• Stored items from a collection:
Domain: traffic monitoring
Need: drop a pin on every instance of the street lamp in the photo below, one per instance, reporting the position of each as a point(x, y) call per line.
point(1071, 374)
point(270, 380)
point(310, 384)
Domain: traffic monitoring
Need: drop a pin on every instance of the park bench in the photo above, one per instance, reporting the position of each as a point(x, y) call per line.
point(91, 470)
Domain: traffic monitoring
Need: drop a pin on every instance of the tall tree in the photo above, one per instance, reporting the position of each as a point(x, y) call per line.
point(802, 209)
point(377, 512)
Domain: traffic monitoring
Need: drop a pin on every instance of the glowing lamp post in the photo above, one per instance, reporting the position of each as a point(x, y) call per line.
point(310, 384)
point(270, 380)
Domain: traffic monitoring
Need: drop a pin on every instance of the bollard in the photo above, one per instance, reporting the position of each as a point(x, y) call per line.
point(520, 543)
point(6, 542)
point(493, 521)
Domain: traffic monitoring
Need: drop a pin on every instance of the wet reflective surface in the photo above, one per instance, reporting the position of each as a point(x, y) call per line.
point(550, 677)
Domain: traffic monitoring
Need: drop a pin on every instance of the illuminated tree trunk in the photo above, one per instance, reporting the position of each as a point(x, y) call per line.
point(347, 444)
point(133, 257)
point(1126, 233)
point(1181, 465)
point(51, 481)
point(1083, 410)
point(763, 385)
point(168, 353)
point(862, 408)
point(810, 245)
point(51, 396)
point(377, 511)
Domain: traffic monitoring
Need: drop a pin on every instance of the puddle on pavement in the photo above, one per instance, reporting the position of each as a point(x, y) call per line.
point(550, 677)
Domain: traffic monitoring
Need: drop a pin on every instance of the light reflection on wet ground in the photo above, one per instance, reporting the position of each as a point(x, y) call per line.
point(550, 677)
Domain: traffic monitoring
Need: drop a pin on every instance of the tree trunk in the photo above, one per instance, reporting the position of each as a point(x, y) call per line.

• Task item: A word-for-word restatement of all the records is required.

• Task output:
Domain: traffic monitoring
Need: drop a pin on every instance of the street lamp in the photo below, one per instance, reporting the position of each as a point(x, y) call per line.
point(1071, 374)
point(270, 380)
point(310, 384)
Domain: traffic monitoring
Need: drop a pin on every instance of the park bench in the photo above, one per instance, reporting the position of each as a point(x, y) call per line.
point(91, 470)
Domain: traffic monitoring
Need: drop a pin on every instance of the tall tree in the photo above, one per instance, reporting the position of each as a point(x, y) call per line.
point(802, 209)
point(377, 512)
Domain: traffic monitoring
Need: drop a pin on every instance of the glowing lamp post in the photo above, one per instance, reporting the position of each as a point(x, y) call per line.
point(310, 384)
point(270, 380)
Domain: traffic monitoring
Need: drop a pin on every instance of the bollard in the photo above, one per instance, reporting the position of each as a point(x, y) call per line.
point(520, 543)
point(6, 542)
point(493, 521)
Domain: traffic monitoring
Need: drop a pin on every instance of the wet reflective surface in the photo above, one per instance, reporting the position of each as a point(x, y) call per line.
point(550, 677)
Domain: traffic monitoring
Need: drop a pin on every instance of the illuminated tree trunk in the photo above, one per instance, reporting the position of each as a point(x, y) call per line.
point(347, 444)
point(133, 257)
point(1126, 233)
point(1181, 465)
point(51, 481)
point(1083, 410)
point(763, 385)
point(168, 353)
point(862, 408)
point(810, 245)
point(51, 396)
point(377, 511)
Domain: traffic monitoring
Need: drop a pin on every instance of the puddle on pavement in the photo above, one per instance, reporting the position of each as a point(x, y) call per line.
point(550, 677)
Domain: traffic monitoring
Need: drop a pin on every instance of the light reflection on wet ground in the photo above, one per instance, reporting the position of each as a point(x, y) call per line.
point(550, 677)
Domain: traffic monitoring
Need: drop a pin on every instance of the tree trunk in the photo above, one per instance, reporting the position of each as a point(x, y) call per line.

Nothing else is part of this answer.